▶ [DIRECTIONS]:
Using the entries below, transcribe exactly the line containing "one marker per instance, written like [572,136]" and each line that follows it to the end.
━━━
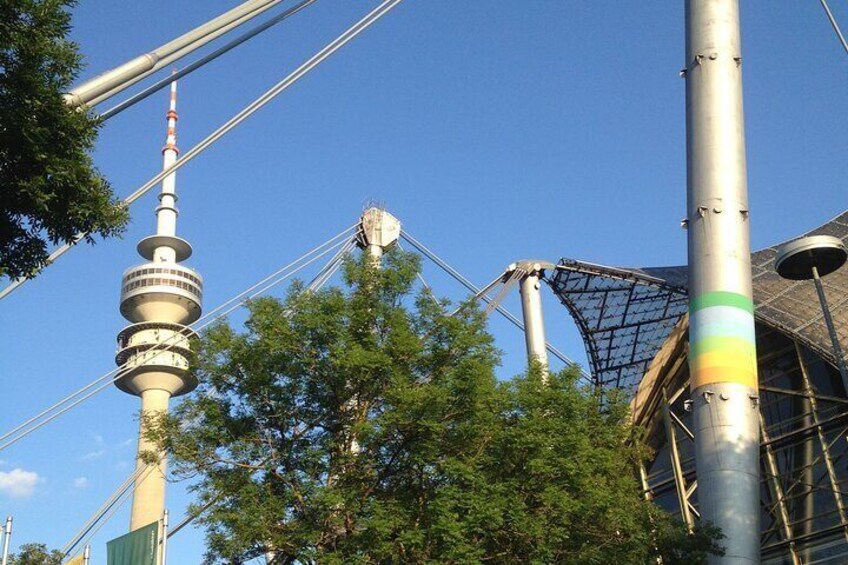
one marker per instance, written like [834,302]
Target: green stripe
[721,298]
[722,343]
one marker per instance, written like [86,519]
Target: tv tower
[160,298]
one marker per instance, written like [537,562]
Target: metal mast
[530,274]
[160,298]
[722,357]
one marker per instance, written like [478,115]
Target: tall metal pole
[722,358]
[534,323]
[7,537]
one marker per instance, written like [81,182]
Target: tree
[49,189]
[36,554]
[367,426]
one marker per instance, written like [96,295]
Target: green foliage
[368,426]
[51,191]
[36,554]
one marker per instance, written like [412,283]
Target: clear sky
[495,131]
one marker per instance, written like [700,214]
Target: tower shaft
[722,358]
[149,493]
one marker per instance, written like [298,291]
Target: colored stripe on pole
[722,340]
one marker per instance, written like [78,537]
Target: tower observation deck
[160,298]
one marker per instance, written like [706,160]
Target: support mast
[160,298]
[530,273]
[722,358]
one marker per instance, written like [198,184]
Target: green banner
[139,547]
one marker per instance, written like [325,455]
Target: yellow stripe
[723,367]
[713,375]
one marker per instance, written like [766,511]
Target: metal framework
[624,315]
[634,325]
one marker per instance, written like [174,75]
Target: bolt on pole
[722,358]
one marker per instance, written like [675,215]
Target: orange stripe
[712,375]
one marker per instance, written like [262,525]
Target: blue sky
[495,131]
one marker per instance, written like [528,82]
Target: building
[634,324]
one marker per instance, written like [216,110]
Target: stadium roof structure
[626,314]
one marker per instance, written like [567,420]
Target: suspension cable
[834,25]
[357,28]
[104,508]
[27,427]
[157,86]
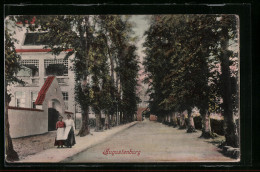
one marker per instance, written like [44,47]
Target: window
[33,99]
[58,67]
[29,68]
[20,99]
[66,99]
[78,109]
[35,39]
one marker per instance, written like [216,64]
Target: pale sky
[142,25]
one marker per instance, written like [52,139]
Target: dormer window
[35,39]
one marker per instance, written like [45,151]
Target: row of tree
[191,63]
[105,62]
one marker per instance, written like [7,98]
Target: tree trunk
[229,124]
[99,126]
[107,122]
[206,128]
[84,130]
[11,154]
[182,121]
[174,120]
[191,126]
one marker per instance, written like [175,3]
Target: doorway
[53,116]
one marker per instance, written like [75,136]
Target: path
[156,143]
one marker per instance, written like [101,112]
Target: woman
[69,132]
[60,126]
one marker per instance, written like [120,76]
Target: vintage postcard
[122,88]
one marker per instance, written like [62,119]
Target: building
[37,64]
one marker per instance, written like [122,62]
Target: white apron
[60,134]
[69,124]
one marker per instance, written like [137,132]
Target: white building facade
[37,64]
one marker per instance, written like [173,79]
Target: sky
[142,25]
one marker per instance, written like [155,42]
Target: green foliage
[182,54]
[12,65]
[101,45]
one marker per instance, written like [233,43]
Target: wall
[26,122]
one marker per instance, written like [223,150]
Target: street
[152,142]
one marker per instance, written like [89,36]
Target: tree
[192,45]
[12,66]
[95,41]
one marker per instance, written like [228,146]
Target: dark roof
[68,112]
[44,89]
[22,108]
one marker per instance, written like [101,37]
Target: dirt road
[152,142]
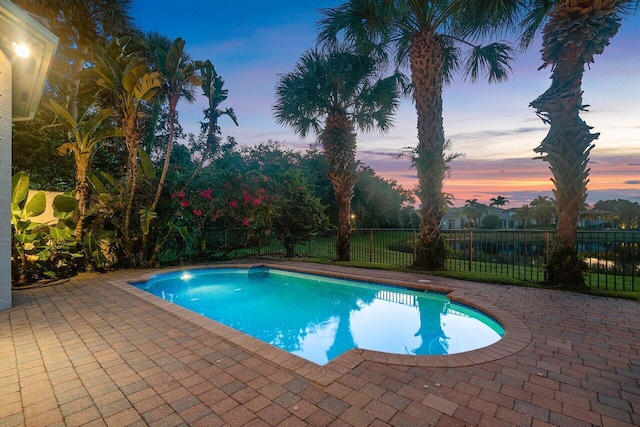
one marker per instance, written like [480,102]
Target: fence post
[415,247]
[470,248]
[370,245]
[546,253]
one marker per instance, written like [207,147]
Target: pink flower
[206,193]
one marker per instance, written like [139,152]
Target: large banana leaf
[19,187]
[36,206]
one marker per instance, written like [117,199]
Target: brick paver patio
[94,351]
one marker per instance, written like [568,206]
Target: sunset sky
[252,42]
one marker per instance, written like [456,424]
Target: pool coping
[517,335]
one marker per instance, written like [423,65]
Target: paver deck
[92,352]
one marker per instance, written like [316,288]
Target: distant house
[595,218]
[455,220]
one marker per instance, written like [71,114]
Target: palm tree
[498,201]
[332,93]
[574,32]
[178,83]
[84,139]
[212,88]
[428,35]
[78,23]
[125,76]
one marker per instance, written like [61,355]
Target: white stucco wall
[5,182]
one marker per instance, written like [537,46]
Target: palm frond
[492,60]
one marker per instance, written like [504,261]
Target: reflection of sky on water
[319,319]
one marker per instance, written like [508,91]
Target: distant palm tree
[212,88]
[427,35]
[574,32]
[179,81]
[331,93]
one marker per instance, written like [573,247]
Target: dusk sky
[252,42]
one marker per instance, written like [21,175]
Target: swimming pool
[319,318]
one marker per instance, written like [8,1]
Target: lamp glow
[22,50]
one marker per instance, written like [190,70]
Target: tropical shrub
[41,250]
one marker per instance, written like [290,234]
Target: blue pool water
[319,318]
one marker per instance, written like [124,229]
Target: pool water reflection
[319,318]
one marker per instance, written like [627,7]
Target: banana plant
[124,73]
[39,248]
[84,137]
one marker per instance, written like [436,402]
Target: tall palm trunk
[131,142]
[576,31]
[83,164]
[173,102]
[426,55]
[74,83]
[339,144]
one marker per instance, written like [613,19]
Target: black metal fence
[612,257]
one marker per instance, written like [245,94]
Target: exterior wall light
[26,52]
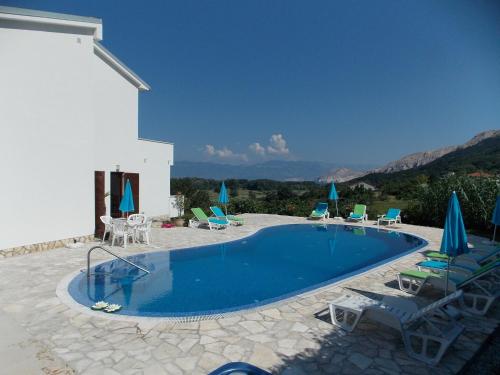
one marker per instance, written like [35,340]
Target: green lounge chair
[392,216]
[481,287]
[320,212]
[473,257]
[358,214]
[231,218]
[427,333]
[200,218]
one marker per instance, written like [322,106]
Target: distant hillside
[341,175]
[483,156]
[279,170]
[420,159]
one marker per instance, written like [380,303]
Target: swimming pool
[273,264]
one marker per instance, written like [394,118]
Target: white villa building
[69,132]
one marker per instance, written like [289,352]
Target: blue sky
[352,82]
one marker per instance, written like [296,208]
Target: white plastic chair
[108,226]
[136,219]
[144,231]
[426,333]
[121,229]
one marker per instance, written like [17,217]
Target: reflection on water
[274,263]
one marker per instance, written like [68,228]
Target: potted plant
[179,203]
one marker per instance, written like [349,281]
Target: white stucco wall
[64,113]
[47,134]
[116,116]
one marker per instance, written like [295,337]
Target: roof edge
[44,14]
[50,18]
[121,67]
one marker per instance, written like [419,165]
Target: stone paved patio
[291,337]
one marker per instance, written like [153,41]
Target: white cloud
[257,149]
[277,145]
[224,153]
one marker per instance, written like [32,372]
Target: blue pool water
[273,264]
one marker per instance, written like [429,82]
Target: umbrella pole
[447,275]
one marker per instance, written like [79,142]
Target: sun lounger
[392,216]
[320,212]
[427,333]
[358,214]
[481,287]
[219,214]
[474,256]
[200,218]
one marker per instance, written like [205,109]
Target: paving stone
[361,361]
[234,353]
[252,326]
[186,363]
[186,344]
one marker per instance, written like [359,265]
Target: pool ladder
[115,255]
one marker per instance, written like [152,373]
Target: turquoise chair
[392,216]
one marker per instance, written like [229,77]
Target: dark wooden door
[100,204]
[134,183]
[116,193]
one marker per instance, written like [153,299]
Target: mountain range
[422,158]
[323,172]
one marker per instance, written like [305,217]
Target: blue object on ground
[127,202]
[223,197]
[454,242]
[239,368]
[495,219]
[333,196]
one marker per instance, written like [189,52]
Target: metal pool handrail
[115,255]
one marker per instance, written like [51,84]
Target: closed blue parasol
[495,219]
[223,196]
[333,196]
[127,202]
[454,242]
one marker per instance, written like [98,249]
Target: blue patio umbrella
[333,196]
[127,202]
[495,219]
[454,242]
[223,196]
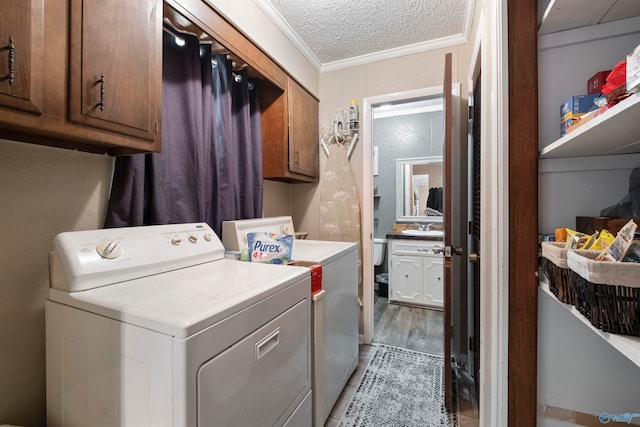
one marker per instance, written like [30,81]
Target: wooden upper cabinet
[113,78]
[303,131]
[290,134]
[21,55]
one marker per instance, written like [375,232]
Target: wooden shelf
[617,131]
[627,345]
[561,15]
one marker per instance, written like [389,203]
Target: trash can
[382,280]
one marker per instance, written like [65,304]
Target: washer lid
[89,259]
[183,302]
[320,251]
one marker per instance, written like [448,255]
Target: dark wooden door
[21,54]
[447,193]
[474,256]
[113,72]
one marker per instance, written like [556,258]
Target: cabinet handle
[101,103]
[11,62]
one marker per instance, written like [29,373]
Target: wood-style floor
[416,329]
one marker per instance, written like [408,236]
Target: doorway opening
[407,142]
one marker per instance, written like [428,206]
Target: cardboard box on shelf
[578,104]
[595,83]
[633,71]
[590,224]
[567,125]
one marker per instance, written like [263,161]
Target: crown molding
[275,16]
[288,32]
[395,53]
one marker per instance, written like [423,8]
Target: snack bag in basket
[617,250]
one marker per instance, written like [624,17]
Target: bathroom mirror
[419,189]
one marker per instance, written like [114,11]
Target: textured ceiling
[335,30]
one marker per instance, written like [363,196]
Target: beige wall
[389,76]
[43,191]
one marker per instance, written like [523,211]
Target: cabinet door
[21,54]
[114,77]
[432,271]
[405,281]
[303,131]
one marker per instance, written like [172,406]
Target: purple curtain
[210,167]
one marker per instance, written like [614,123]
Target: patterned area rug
[401,388]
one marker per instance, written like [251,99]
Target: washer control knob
[109,249]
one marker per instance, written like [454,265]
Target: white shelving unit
[582,369]
[616,131]
[627,345]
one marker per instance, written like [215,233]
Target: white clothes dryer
[335,310]
[151,326]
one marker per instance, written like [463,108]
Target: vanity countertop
[400,236]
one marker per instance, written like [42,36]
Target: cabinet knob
[101,82]
[11,62]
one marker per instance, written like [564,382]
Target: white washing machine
[150,326]
[336,309]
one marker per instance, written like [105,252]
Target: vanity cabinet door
[114,79]
[405,282]
[432,271]
[21,44]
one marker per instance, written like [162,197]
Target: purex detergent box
[270,247]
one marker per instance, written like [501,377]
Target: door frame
[475,68]
[367,191]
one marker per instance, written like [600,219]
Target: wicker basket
[560,277]
[608,292]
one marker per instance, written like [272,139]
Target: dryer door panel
[260,378]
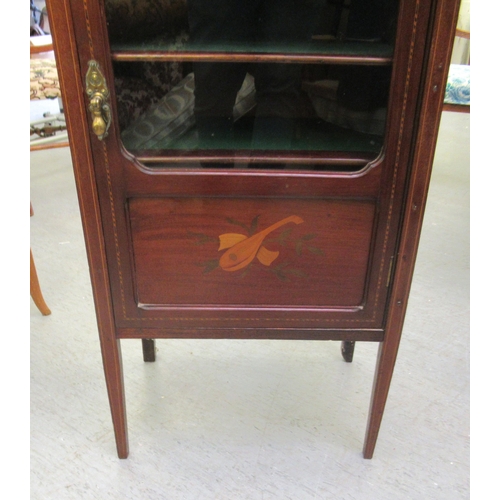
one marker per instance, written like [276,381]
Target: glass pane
[263,83]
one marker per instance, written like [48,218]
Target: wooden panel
[250,252]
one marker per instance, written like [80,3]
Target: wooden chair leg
[35,290]
[148,350]
[347,349]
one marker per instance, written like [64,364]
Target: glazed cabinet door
[251,160]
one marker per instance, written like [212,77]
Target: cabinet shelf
[321,52]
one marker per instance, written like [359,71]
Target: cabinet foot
[347,349]
[148,350]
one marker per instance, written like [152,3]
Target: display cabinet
[252,169]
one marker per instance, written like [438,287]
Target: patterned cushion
[458,85]
[44,82]
[172,117]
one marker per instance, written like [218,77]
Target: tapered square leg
[113,372]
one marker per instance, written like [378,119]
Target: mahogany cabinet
[252,169]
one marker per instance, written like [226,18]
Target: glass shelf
[331,52]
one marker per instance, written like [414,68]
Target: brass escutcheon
[98,93]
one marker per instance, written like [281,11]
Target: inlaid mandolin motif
[241,250]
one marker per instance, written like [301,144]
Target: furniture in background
[35,290]
[457,94]
[314,241]
[48,131]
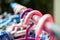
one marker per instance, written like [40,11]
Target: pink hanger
[29,15]
[40,26]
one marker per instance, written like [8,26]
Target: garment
[4,35]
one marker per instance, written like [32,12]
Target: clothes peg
[4,35]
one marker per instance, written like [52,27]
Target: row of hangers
[35,24]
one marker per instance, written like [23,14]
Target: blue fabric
[5,35]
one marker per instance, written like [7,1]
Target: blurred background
[45,6]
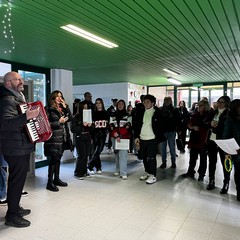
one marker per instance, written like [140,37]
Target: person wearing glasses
[216,124]
[15,145]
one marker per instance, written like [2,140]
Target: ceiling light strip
[82,33]
[170,71]
[174,81]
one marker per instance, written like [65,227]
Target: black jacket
[156,125]
[60,139]
[14,140]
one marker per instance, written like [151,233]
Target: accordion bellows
[38,129]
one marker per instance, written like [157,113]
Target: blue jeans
[3,178]
[170,139]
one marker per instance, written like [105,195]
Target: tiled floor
[109,208]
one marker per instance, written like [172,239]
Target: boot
[211,185]
[50,184]
[225,187]
[57,181]
[238,195]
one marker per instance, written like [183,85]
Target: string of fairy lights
[7,28]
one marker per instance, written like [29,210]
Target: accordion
[38,129]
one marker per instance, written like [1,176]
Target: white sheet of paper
[229,146]
[122,145]
[87,115]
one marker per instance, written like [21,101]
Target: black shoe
[24,193]
[17,221]
[211,185]
[23,212]
[200,179]
[59,182]
[225,187]
[52,187]
[186,175]
[3,202]
[173,165]
[164,165]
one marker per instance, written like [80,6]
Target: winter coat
[60,139]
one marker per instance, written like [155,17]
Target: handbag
[180,145]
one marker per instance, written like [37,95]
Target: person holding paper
[232,130]
[81,126]
[59,115]
[99,134]
[216,121]
[148,133]
[120,126]
[197,141]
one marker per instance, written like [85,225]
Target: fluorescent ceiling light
[174,81]
[170,71]
[82,33]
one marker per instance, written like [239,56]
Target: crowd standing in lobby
[146,123]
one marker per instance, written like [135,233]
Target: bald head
[14,81]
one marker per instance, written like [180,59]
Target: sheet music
[122,145]
[87,115]
[229,146]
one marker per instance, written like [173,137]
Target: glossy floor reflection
[109,208]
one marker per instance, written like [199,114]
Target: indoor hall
[105,207]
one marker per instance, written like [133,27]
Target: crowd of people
[140,129]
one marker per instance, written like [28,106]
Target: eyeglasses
[19,79]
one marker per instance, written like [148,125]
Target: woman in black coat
[58,114]
[232,130]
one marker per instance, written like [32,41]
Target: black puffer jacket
[14,140]
[60,139]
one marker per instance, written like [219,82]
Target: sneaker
[151,179]
[144,177]
[24,193]
[79,177]
[91,172]
[173,165]
[87,175]
[164,165]
[3,202]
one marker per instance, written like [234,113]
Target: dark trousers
[149,152]
[98,145]
[213,150]
[237,175]
[193,159]
[109,141]
[83,146]
[18,168]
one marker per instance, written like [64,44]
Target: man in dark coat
[15,145]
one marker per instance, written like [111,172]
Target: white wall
[126,91]
[104,91]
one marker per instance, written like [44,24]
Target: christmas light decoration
[7,28]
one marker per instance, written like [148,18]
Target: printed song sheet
[122,145]
[87,115]
[229,146]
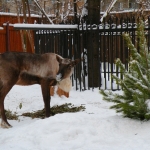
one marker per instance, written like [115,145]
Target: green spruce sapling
[133,102]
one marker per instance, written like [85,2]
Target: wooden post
[93,44]
[7,37]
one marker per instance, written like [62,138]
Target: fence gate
[70,41]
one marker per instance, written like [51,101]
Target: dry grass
[65,108]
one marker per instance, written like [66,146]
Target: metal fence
[74,43]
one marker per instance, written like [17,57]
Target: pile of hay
[68,107]
[65,108]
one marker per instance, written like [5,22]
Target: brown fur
[28,69]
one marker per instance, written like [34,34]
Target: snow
[96,128]
[43,26]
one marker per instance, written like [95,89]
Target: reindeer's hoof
[5,125]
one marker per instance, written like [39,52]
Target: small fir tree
[133,102]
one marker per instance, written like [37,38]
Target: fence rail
[72,41]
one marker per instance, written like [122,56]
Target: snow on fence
[71,41]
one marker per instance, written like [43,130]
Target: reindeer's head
[66,67]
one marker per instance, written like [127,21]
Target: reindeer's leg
[45,86]
[3,92]
[46,95]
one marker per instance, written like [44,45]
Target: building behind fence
[72,43]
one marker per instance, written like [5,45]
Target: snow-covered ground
[96,128]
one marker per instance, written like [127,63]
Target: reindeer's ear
[59,58]
[75,62]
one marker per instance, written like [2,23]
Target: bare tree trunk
[21,32]
[28,32]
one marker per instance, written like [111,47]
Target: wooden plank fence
[10,39]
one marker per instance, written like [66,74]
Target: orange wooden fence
[10,39]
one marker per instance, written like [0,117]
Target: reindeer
[18,68]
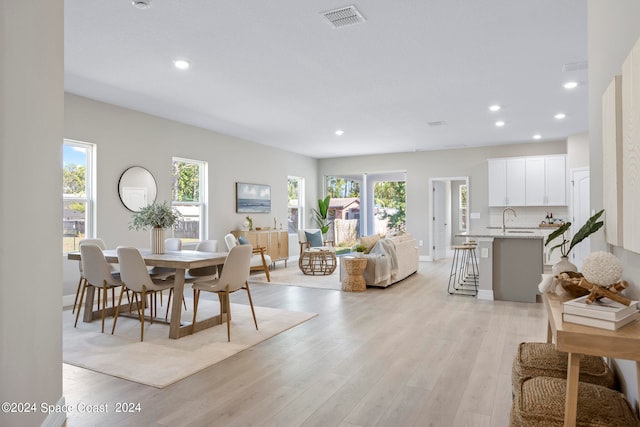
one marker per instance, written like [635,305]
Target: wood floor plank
[407,355]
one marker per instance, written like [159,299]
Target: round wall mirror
[137,188]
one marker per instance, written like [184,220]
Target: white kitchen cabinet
[507,182]
[546,181]
[528,181]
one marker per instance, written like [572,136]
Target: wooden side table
[579,339]
[354,281]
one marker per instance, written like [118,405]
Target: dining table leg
[176,304]
[571,400]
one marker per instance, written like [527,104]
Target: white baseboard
[485,294]
[56,418]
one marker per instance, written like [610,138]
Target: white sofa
[389,261]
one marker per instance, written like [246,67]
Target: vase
[157,240]
[563,265]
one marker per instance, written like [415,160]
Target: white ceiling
[275,72]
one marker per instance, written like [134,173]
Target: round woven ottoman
[537,359]
[540,402]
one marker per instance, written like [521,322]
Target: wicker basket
[540,401]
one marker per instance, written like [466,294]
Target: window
[345,211]
[390,206]
[463,207]
[189,197]
[295,206]
[78,182]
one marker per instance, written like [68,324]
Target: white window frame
[90,184]
[203,230]
[463,218]
[300,205]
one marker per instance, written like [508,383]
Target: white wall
[125,138]
[577,151]
[31,127]
[613,29]
[421,166]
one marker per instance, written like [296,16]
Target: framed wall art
[253,198]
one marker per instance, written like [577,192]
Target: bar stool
[464,275]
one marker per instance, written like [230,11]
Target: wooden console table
[276,242]
[578,340]
[354,281]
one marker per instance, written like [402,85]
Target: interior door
[439,220]
[581,213]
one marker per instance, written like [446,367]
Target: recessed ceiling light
[141,4]
[181,64]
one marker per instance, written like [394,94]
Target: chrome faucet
[503,212]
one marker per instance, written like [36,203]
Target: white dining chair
[260,260]
[135,278]
[100,243]
[202,273]
[97,273]
[234,276]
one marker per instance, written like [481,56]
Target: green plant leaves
[591,226]
[320,215]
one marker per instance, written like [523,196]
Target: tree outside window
[295,205]
[77,185]
[188,196]
[463,208]
[391,205]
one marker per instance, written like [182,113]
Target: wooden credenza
[276,242]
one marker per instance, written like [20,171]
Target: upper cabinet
━━━
▶ [RESULT FOR THIS EXERCISE]:
one marker per instance, written like [572,136]
Target: wooden side table
[579,339]
[354,281]
one marker per instance, written like [118,405]
Target: dining table leg
[176,304]
[571,400]
one marker per instance, written like [527,104]
Target: white baseboard
[485,294]
[56,418]
one marker per instance, written like [610,138]
Target: white sofa
[389,261]
one marker per instance, written like [246,67]
Target: vase
[157,240]
[563,265]
one marker per instance, written like [415,160]
Target: white ceiling
[275,72]
one marker per instance, written like [134,173]
Target: round woven ottoman
[537,359]
[540,402]
one marker per instance, written like [521,322]
Target: wicker basket
[540,401]
one marker per instance, written like [466,294]
Target: window
[345,211]
[390,206]
[463,207]
[189,197]
[295,206]
[78,182]
one marker per instance, written like [68,324]
Target: white window frame
[90,184]
[203,230]
[463,218]
[300,205]
one marker per instance, written like [508,383]
Target: white wall
[125,138]
[577,151]
[31,127]
[613,29]
[421,166]
one marker per instance, written like [296,16]
Target: framed wall art
[253,198]
one marker per instance, written like [577,192]
Target: bar stool
[464,275]
one marker per instance, written like [230,11]
Target: wooden console table
[276,242]
[578,340]
[354,281]
one marker per instance, written like [402,85]
Target: interior door
[439,220]
[581,213]
one marker per instance, written like [446,367]
Target: recessed ceiling light
[141,4]
[181,64]
one marker per instance, written like [394,94]
Target: chrome faucet
[503,212]
one marker per instance, written like [36,203]
Target: white dining chair
[260,260]
[135,278]
[100,243]
[202,273]
[97,273]
[234,276]
one marker per instance, written like [481,56]
Target: green plant leaves
[591,226]
[320,215]
one marker per instance, written like [523,196]
Target: tree outside window
[295,205]
[77,185]
[188,196]
[463,208]
[391,205]
one marker per instance, written like [182,113]
Target: wooden credenza
[276,242]
one marker per instance, written like [20,171]
Target: upper cabinet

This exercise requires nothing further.